*TASK DESCRIPTION*. Nothing but the lines from the one containing "# set a point on every instance of the blue" through the one containing "# set a point on every instance of the shadow", both included, should be given again, each exactly as written below.

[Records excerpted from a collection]
= Beginning of Section =

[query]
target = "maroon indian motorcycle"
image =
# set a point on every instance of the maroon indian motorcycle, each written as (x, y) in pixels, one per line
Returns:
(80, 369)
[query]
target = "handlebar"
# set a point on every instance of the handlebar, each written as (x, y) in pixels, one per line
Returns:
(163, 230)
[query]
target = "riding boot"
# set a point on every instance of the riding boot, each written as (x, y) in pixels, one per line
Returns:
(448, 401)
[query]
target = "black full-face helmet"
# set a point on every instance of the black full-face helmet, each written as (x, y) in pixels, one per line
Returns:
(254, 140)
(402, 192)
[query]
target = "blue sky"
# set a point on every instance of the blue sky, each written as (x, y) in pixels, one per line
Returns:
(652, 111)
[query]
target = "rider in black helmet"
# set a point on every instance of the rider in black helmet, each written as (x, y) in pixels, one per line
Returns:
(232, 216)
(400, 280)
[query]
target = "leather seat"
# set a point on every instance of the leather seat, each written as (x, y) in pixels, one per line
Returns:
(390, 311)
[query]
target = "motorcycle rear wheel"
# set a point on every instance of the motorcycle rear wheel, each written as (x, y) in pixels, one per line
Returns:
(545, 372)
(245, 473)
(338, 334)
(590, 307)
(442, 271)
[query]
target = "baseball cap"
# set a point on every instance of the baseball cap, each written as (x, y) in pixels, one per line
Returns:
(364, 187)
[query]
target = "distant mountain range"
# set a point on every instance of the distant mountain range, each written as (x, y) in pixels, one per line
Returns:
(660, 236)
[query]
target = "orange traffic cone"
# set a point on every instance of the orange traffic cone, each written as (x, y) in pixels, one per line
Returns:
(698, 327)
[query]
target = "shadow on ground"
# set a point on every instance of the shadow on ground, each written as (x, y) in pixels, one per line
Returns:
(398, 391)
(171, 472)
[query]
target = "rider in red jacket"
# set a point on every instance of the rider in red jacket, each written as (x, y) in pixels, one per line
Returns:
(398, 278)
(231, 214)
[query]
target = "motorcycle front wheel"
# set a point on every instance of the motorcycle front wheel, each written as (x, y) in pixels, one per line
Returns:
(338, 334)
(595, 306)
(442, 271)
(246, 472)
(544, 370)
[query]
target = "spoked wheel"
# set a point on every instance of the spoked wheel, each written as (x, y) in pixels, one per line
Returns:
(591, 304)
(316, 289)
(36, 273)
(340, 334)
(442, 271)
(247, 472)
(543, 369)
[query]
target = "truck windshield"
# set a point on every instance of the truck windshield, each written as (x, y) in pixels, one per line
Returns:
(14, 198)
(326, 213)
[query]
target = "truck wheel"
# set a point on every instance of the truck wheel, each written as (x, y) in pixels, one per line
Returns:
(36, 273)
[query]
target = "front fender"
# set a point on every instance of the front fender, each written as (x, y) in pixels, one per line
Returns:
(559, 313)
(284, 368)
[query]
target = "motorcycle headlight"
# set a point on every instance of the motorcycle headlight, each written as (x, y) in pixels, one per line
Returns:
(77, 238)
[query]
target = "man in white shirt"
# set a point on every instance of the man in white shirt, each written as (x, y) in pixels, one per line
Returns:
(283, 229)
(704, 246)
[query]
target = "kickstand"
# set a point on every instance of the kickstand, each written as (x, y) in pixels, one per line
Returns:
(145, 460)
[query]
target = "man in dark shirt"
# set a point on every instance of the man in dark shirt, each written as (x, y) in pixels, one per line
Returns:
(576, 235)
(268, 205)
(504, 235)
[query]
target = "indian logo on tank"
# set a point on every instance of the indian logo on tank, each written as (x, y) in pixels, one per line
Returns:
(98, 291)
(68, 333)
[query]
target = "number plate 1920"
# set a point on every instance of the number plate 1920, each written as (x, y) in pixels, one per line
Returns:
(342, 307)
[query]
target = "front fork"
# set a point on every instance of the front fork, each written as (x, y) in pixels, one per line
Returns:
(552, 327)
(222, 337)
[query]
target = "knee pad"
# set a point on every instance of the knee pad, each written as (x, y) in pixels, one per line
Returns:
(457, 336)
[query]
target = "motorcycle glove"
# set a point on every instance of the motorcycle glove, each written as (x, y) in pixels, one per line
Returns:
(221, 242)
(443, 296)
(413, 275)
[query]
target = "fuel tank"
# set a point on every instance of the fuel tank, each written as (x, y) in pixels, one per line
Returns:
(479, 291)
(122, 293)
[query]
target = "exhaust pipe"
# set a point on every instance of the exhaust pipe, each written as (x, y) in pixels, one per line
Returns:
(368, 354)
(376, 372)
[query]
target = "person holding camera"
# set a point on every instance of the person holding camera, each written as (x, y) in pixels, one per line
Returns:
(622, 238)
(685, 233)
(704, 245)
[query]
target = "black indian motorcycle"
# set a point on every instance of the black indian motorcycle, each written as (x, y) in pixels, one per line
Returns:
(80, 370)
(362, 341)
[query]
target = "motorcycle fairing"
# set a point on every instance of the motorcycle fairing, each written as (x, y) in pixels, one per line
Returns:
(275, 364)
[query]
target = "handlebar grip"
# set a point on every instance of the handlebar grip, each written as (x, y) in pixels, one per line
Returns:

= End of Section =

*RESPONSE TO THIS TASK*.
# set a point on every instance of the blue sky, each written as (x, y) in pixels, one per line
Returns:
(652, 111)
[query]
target = "rider in black helmet"
# set a point on every instance of the rider in black helmet, each written as (x, y) in pixels, one per line
Returns:
(232, 216)
(400, 280)
[query]
target = "leather seat"
# set a point on every instance of the leather seat, each written as (x, y) in pixels, one per line
Returns:
(390, 311)
[query]
target = "motorcycle rear wheel"
# set a point on every instance of the motorcycle rear wheel, each written as (x, y) in pixels, one per line
Returns:
(545, 372)
(245, 473)
(338, 334)
(590, 307)
(442, 271)
[query]
target = "baseball cap"
# set a point on every instance of the baseball cap, each written as (x, y) in pixels, one per line
Returns:
(364, 187)
[query]
target = "distant mountain range"
# set a point on every instance of the distant mountain range, each written as (x, y) in pixels, one per line
Returns:
(660, 236)
[query]
target = "orange traffic cone"
# set a point on every instance of the orange traffic cone, each written as (x, y) in pixels, one per line
Returns:
(698, 327)
[query]
target = "shadow on ground"
# set a point on every instance of the shadow on ground, each written as (x, y) in pixels, one per line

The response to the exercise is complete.